Write out exactly the lines running from the line that includes "Exercise. Pick out the chef's hand" to the end of the data, both ends included, and nothing besides.

[Data entries]
## START

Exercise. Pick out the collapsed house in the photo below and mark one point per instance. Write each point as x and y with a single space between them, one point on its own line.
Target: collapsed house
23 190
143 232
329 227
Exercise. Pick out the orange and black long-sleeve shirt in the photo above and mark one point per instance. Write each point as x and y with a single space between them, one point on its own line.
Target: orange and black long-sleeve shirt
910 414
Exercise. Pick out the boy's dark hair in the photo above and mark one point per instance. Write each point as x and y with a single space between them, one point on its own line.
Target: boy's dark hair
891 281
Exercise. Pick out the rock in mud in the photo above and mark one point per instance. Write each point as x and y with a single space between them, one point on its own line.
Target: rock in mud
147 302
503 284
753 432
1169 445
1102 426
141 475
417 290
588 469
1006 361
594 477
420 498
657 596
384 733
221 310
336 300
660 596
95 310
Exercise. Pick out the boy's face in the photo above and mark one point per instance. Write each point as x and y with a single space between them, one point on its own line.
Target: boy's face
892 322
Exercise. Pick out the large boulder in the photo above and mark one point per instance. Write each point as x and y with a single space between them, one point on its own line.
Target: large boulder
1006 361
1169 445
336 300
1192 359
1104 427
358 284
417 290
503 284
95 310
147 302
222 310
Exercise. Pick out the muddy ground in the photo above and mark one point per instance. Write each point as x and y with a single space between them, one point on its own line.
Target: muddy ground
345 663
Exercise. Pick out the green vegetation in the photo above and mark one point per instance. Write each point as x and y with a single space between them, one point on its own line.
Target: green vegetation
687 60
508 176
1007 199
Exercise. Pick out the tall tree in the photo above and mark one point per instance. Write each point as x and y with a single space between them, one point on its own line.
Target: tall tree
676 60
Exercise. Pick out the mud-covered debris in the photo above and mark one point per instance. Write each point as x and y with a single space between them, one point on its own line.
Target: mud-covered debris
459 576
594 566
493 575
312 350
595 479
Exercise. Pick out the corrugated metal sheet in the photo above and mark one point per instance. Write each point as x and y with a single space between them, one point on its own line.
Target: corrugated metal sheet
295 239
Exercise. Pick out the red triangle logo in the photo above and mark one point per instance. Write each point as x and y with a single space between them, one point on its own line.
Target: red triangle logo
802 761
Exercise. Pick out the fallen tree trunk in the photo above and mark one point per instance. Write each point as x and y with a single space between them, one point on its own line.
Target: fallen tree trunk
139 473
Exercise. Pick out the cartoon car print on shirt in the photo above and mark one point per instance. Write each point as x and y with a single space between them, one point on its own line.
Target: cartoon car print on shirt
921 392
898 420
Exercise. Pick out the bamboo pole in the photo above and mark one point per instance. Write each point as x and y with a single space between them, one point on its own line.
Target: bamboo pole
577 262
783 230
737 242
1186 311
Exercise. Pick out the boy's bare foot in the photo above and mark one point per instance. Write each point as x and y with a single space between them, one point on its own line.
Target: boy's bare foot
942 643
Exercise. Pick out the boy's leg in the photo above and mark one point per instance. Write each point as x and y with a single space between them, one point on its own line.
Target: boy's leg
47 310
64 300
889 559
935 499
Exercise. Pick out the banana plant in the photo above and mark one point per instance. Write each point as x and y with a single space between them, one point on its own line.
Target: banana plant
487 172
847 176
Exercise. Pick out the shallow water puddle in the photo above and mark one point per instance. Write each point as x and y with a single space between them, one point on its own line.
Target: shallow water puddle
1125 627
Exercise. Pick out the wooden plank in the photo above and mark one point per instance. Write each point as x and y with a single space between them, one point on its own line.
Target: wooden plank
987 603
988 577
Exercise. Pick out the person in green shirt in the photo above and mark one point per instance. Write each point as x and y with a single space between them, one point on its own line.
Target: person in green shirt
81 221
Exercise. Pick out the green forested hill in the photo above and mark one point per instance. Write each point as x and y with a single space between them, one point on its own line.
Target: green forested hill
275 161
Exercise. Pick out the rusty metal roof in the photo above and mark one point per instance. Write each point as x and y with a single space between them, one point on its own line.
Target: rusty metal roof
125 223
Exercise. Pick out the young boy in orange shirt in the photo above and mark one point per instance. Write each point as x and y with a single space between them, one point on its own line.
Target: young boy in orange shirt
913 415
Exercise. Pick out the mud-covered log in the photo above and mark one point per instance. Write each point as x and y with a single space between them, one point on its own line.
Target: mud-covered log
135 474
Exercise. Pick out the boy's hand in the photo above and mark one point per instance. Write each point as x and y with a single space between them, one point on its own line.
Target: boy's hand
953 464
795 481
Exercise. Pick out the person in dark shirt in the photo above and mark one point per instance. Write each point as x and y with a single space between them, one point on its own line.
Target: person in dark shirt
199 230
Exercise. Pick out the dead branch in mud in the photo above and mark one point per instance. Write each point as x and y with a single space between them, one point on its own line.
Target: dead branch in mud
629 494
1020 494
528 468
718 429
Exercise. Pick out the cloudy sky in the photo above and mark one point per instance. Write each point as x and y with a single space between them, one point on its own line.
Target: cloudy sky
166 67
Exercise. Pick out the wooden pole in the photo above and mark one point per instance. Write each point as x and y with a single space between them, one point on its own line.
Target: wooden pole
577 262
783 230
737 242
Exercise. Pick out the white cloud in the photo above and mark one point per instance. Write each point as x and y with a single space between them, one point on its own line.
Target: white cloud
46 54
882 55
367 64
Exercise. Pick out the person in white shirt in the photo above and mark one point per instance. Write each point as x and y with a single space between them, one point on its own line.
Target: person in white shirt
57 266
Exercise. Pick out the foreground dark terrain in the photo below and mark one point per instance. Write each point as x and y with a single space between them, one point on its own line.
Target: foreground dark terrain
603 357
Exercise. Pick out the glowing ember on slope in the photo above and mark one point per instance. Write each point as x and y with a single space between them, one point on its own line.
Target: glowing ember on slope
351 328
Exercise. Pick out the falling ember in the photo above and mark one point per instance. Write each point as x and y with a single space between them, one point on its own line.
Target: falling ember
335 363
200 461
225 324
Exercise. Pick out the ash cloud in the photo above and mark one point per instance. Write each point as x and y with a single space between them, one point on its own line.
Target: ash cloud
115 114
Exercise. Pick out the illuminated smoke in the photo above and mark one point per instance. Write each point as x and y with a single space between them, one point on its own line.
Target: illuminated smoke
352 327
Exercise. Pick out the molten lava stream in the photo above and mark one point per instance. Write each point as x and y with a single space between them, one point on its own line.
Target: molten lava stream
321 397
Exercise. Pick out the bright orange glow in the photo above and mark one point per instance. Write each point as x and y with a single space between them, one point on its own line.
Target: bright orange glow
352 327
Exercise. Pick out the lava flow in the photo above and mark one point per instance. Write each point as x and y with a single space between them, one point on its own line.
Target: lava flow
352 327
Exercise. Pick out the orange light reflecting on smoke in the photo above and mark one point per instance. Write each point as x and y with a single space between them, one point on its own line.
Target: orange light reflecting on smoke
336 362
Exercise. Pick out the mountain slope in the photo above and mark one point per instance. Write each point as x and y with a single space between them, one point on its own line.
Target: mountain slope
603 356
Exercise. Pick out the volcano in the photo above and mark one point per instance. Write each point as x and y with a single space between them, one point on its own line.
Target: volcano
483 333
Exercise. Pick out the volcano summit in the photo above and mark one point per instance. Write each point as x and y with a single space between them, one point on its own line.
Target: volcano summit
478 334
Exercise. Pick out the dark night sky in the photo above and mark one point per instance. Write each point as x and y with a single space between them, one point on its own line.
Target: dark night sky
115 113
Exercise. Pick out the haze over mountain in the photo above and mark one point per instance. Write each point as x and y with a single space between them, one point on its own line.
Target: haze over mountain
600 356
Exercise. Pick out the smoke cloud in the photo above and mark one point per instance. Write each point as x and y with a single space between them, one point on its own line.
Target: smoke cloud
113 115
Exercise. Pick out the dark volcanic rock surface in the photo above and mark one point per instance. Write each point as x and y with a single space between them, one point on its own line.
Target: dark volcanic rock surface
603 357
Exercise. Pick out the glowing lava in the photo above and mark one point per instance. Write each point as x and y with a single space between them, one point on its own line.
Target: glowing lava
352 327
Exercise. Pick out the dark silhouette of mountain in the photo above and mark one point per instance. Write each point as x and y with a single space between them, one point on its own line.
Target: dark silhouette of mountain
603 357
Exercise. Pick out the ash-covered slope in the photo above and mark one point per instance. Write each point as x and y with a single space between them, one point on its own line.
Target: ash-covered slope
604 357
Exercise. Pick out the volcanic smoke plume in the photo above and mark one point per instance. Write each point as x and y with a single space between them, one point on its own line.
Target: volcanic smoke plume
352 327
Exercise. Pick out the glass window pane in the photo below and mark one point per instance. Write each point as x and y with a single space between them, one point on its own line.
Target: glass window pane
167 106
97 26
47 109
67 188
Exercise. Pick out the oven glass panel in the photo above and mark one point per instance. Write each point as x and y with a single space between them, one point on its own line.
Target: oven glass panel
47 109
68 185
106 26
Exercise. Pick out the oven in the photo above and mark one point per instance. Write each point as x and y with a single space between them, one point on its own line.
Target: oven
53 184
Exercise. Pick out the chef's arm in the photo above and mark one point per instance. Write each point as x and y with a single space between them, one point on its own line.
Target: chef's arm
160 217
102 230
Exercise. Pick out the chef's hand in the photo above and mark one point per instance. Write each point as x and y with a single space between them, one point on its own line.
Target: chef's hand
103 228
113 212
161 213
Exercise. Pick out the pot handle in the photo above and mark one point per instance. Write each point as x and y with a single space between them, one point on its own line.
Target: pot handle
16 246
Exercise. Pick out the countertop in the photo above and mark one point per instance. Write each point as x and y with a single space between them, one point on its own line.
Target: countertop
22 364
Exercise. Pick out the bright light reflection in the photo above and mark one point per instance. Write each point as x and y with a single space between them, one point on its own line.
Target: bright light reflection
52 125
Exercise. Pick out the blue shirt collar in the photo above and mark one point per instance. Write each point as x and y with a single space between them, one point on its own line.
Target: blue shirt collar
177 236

## END

The completed task:
Exercise. Pick out the chef's hand in the photo above and mark one point per instance. Write each point as x and y with a single space between them, one point on its own line.
Target: chef's hand
103 228
113 212
161 213
Exercise. Pick out the pot handle in the photo above and mark one point per instance. Write each point as x and y with a single space between them, one point on its own line.
Target: pot handle
16 246
Exercise. Pick out the countertop in the photo above and mark one point per instance. Write each point as x and y with a single space between them, one point on its own line.
Target: countertop
22 364
Exercise. Pick out the bright light reflection in the photo above and mark one point per instance. Write each point as x and y with a single space between them, one point on its own line.
Target: bright light reflection
52 125
Exercise. Pick out the blue shirt collar in the photo above and mark one point per instance. Write each point as x and y with a single space between them, one point on its own line.
Target: blue shirt collar
177 236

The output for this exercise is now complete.